• [Source text]:
========================================
Church of the Highlands is a non-denominational evangelical Christian multi-site megachurch based in Birmingham, Alabama. It is the largest congregation in Alabama with an average of 60,000 attendees every week and 26 campuses as of 2025. The lead pastor is currently Mark Pettus.

== History ==
The church was founded on February 4, 2001, by Chris Hodges and a core group of 34 people. In 2007, it opened its main building, with a 2,400-seat auditorium. The church has opened numerous campuses in the local Birmingham area, the state of Alabama, and two in Georgia.

In November 2018, CBS News listed Church of the Highlands as the tenth largest megachurch in the United States with about 22,184 weekly visitors.

In the "Outreach 100" listing for 2022, Church of the Highlands was ranked second with attendance of more than 60,000 each week; it was ranked first in the previous listing in 2018.
========================================
• [Listing]:
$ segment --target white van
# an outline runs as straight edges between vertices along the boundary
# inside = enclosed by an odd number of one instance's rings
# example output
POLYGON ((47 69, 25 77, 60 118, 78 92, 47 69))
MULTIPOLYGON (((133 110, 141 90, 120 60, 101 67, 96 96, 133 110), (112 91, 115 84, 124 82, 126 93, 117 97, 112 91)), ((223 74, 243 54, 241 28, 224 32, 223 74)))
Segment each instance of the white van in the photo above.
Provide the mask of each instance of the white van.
========================================
• [To-do list]:
1. In the Church of the Highlands text, condense the paragraph beginning "The church was founded on February 4, 2001" into a short bulleted list that keeps its main facts.
2. List every distinct year that the Church of the Highlands text mentions.
3. In the Church of the Highlands text, swap "auditorium" for "sanctuary" and reproduce the passage from "Church of the Highlands is" up to and including "two in Georgia.".

• [The solutions]:
1.
- Founded February 4, 2001, by Chris Hodges and a core group of 34 people
- Main building with a 2,400-seat auditorium opened in 2007
- Campuses opened in the Birmingham area, across Alabama, and two in Georgia

2. 2001, 2007, 2018, 2022, 2025

3.
Church of the Highlands is a non-denominational evangelical Christian multi-site megachurch based in Birmingham, Alabama. It is the largest congregation in Alabama with an average of 60,000 attendees every week and 26 campuses as of 2025. The lead pastor is currently Mark Pettus.

== History ==
The church was founded on February 4, 2001, by Chris Hodges and a core group of 34 people. In 2007, it opened its main building, with a 2,400-seat sanctuary. The church has opened numerous campuses in the local Birmingham area, the state of Alabama, and two in Georgia.